What the exercise asks = A faithful, complete copy of the records is required.

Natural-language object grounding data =

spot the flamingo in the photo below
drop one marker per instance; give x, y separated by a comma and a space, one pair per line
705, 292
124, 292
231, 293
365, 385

The answer =
spot the flamingo in the photo below
drop one marker per instance; give x, y separated by a comma and a space, one pair per line
705, 292
124, 292
231, 293
365, 385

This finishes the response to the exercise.